BEGIN SOURCE INFORMATION

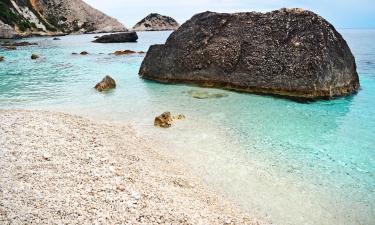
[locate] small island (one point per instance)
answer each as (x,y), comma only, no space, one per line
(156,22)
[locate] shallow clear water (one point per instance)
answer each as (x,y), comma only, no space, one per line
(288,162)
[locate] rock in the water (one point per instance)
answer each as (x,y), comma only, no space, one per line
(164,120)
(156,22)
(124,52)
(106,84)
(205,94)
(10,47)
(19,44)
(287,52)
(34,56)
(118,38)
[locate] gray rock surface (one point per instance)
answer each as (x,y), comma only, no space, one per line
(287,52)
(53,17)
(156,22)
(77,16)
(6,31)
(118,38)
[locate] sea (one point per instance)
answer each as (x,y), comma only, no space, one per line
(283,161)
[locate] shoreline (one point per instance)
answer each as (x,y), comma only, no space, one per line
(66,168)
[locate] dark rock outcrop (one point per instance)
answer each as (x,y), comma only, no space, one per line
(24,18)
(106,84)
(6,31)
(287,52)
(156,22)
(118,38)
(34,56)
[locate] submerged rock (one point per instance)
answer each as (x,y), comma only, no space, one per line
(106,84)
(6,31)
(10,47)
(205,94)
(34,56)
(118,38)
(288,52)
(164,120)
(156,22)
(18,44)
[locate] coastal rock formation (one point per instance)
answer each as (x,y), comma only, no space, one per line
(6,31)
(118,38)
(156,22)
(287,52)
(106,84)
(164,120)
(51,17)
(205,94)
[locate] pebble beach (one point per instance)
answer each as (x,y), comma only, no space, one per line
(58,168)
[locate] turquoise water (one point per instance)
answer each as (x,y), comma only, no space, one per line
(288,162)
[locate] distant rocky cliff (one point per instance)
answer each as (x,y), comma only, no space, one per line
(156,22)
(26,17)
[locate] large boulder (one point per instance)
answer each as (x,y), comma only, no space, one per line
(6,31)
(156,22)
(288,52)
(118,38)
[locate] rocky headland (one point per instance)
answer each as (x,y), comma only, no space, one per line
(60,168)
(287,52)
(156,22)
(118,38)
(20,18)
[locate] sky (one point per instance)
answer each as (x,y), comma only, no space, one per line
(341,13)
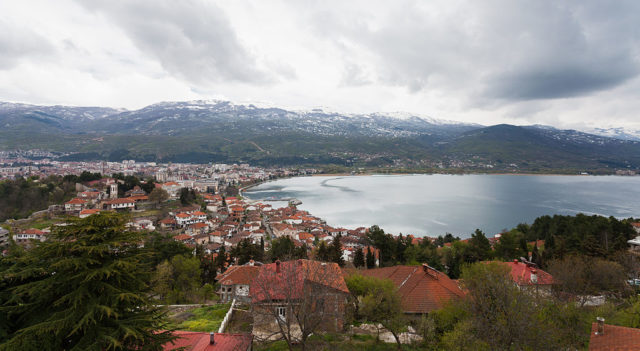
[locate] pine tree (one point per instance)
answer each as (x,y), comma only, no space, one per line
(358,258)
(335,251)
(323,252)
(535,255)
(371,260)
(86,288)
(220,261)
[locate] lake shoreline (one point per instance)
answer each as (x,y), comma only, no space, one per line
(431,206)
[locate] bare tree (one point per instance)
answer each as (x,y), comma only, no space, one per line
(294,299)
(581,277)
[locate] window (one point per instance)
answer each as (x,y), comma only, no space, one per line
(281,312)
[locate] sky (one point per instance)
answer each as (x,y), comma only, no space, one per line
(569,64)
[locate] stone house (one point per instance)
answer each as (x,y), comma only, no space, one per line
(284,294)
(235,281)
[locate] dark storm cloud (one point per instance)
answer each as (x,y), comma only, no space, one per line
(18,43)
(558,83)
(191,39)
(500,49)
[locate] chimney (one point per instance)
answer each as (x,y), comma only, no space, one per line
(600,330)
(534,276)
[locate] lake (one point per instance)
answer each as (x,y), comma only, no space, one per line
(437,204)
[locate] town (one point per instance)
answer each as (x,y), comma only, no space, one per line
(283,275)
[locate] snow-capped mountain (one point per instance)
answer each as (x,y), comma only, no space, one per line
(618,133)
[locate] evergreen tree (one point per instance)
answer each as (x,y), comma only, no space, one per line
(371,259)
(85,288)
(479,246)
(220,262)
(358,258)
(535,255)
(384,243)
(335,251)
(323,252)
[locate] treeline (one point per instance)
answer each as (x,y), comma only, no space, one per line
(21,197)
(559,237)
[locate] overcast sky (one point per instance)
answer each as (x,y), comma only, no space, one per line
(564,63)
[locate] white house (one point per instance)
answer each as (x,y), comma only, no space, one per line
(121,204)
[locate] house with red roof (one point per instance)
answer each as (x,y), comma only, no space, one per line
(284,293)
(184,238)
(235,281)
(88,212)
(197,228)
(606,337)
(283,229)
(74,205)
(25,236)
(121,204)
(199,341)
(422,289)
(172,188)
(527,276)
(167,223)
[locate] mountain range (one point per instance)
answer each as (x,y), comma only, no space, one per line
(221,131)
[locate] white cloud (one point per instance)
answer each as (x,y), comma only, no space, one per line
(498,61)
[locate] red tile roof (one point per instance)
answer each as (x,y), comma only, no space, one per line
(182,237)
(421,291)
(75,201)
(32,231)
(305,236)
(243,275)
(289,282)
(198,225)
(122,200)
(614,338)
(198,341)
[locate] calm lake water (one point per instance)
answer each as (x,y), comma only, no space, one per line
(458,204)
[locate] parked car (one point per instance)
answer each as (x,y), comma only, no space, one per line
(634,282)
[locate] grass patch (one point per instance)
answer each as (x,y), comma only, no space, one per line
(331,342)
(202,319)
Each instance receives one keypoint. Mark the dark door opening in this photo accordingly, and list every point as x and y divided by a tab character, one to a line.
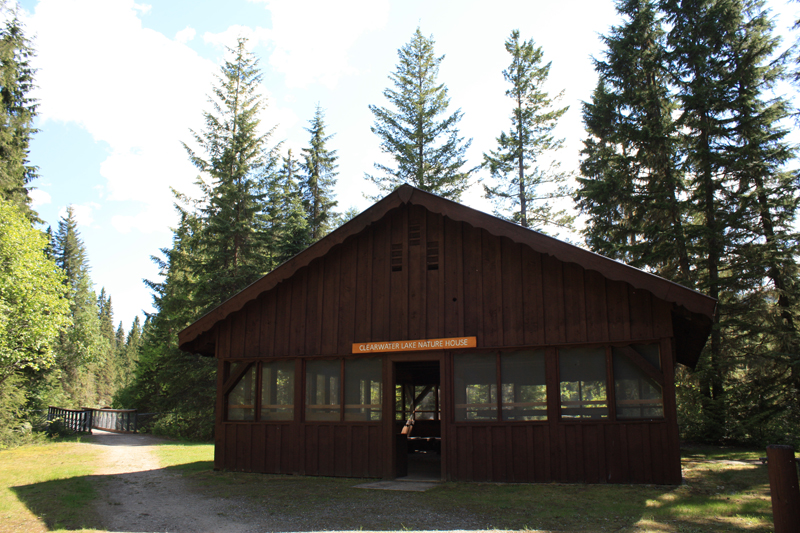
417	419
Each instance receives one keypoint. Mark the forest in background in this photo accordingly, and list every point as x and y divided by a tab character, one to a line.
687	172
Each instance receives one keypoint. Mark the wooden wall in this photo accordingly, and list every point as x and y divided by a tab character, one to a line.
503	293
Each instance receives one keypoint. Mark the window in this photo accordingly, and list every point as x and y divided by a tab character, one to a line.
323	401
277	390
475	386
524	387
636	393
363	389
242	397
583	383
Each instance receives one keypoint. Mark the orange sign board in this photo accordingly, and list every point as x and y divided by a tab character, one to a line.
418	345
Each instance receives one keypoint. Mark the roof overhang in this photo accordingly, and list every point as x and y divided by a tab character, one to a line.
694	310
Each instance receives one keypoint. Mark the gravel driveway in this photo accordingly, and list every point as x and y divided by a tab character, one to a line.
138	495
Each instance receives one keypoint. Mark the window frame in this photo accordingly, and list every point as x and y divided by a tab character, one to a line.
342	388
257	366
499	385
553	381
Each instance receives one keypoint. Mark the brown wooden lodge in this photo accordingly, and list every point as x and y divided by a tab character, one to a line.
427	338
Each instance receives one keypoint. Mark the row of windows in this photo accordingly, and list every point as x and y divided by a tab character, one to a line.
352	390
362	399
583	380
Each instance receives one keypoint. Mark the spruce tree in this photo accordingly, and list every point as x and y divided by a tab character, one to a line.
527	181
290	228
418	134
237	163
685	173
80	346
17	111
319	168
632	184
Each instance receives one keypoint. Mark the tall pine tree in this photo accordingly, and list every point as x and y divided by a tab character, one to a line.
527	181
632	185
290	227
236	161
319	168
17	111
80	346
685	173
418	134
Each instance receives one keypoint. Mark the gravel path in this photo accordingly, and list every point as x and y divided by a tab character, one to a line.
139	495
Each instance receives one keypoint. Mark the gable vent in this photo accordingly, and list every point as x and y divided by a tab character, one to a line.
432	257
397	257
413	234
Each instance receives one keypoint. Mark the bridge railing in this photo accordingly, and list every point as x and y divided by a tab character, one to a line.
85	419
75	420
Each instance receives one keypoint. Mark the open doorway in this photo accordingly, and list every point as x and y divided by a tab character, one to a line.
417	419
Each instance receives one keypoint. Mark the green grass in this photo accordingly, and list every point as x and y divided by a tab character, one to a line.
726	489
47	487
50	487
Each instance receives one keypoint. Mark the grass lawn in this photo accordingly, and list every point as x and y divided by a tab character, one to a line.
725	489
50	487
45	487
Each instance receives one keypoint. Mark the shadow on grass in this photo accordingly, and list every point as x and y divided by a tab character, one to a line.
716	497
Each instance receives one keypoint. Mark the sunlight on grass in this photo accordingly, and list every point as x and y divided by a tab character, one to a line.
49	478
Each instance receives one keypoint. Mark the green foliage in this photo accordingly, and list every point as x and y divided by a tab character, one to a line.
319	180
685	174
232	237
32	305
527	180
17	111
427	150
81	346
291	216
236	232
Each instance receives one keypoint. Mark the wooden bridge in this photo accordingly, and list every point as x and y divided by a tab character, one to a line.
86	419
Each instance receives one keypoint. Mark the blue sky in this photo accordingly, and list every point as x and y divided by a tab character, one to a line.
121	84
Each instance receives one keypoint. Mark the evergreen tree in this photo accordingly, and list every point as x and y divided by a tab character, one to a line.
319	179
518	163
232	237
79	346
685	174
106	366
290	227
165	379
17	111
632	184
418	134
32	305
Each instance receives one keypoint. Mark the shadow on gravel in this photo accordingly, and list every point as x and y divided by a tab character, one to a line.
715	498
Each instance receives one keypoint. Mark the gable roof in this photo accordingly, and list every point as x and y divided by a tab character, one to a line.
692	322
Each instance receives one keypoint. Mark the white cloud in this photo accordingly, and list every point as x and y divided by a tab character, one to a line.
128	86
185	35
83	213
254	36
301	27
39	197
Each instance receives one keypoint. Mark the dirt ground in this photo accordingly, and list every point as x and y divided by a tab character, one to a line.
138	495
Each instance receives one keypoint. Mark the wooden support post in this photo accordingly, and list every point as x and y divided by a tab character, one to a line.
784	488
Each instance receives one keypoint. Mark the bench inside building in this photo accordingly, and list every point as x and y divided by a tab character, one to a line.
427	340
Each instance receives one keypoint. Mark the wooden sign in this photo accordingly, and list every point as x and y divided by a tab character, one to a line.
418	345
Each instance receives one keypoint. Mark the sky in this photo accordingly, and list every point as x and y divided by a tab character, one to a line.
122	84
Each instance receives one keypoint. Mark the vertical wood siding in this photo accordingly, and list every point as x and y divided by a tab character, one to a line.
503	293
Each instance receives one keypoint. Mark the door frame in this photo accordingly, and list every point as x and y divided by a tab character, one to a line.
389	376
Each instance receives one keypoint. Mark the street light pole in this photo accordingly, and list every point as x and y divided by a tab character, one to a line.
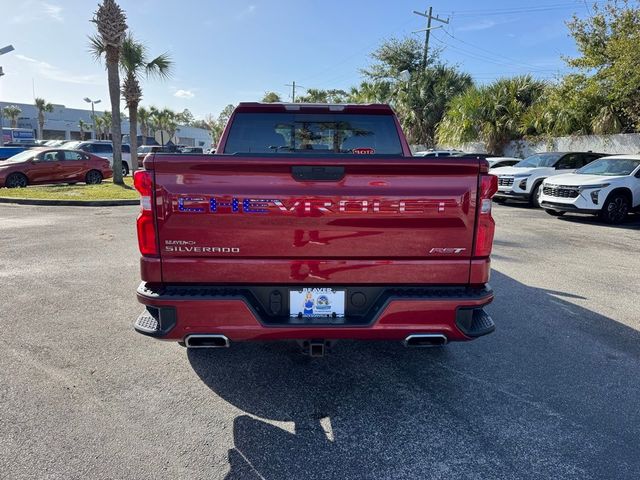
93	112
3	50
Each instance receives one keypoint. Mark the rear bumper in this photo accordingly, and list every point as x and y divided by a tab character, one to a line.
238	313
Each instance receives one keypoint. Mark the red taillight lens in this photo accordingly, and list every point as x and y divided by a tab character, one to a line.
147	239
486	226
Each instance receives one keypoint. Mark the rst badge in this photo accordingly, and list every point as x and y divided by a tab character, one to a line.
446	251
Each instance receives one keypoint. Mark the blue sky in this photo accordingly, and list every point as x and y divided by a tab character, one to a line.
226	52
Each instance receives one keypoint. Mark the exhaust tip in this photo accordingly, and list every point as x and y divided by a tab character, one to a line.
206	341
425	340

END SOURCE INFORMATION
BEGIN SOURCE INFORMATION

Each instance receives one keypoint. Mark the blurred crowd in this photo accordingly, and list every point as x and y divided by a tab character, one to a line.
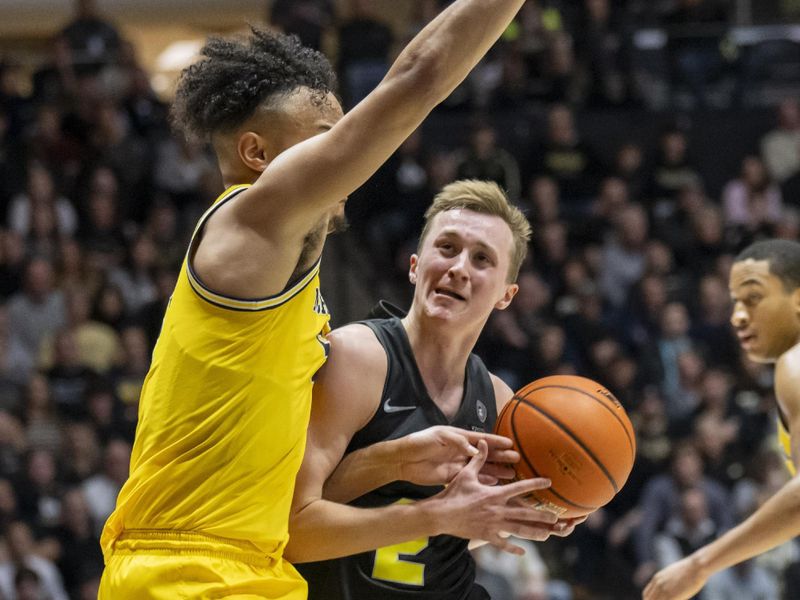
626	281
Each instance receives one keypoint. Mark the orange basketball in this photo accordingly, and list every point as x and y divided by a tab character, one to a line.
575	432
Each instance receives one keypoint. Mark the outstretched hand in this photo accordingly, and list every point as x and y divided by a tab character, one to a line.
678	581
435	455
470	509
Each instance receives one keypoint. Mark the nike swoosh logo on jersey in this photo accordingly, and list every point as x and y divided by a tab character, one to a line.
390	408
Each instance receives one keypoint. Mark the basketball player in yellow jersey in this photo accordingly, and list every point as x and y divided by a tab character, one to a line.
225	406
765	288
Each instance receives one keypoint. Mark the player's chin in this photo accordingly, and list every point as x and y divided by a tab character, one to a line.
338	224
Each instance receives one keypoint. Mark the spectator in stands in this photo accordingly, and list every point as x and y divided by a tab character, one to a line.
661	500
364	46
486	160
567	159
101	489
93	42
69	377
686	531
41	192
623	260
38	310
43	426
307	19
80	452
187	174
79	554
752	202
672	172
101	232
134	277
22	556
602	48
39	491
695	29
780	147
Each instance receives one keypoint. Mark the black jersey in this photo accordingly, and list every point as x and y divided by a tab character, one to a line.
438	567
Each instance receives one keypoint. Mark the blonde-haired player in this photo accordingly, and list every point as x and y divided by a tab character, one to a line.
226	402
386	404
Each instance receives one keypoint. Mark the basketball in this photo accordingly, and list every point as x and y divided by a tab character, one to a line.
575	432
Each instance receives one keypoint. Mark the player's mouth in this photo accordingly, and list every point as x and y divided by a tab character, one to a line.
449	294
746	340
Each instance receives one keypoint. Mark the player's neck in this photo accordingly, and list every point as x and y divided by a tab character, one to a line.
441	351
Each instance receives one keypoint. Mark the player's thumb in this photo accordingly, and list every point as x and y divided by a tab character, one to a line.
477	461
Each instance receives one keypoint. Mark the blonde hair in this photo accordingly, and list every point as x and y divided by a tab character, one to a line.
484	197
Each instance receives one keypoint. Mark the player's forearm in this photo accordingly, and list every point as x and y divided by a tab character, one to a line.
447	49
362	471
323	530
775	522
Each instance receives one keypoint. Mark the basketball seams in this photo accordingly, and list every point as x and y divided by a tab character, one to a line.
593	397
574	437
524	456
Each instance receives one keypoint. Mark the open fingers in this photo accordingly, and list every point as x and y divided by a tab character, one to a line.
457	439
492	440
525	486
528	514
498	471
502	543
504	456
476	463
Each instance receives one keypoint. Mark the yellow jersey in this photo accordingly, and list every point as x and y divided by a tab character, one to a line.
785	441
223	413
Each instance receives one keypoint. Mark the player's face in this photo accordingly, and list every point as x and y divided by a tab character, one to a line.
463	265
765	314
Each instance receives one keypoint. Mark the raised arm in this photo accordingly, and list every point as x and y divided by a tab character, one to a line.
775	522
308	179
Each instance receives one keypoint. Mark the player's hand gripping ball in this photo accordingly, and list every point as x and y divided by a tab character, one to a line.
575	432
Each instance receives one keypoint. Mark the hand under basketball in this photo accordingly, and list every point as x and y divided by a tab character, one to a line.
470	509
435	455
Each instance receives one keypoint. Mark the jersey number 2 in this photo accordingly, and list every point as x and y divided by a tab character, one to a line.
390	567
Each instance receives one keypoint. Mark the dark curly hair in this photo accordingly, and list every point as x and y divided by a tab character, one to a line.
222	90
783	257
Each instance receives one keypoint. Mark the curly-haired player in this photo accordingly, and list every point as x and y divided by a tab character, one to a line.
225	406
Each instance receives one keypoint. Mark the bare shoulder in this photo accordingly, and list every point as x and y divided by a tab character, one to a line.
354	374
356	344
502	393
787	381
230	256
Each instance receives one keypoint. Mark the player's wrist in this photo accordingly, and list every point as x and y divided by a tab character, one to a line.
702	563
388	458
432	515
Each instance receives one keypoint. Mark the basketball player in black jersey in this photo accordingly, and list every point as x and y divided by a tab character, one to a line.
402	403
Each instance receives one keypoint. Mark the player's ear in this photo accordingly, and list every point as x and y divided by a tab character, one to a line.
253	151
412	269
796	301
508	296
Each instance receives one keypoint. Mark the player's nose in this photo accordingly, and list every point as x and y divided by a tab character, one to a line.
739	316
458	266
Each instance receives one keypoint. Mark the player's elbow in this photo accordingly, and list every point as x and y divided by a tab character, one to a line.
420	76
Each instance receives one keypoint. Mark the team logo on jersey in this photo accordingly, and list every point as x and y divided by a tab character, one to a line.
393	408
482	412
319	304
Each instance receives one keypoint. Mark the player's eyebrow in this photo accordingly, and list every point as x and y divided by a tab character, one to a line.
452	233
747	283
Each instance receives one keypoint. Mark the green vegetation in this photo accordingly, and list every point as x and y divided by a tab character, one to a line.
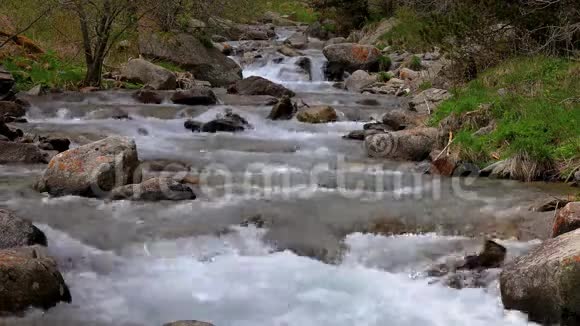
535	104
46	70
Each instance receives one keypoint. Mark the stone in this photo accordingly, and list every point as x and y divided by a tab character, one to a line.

END SOURCE INFORMATION

| PROBLEM TO WORK ON |
How many lines in the records above contain the word "mountain"? Reply with the number and nothing more.

| ANSWER TO THIS PROBLEM |
2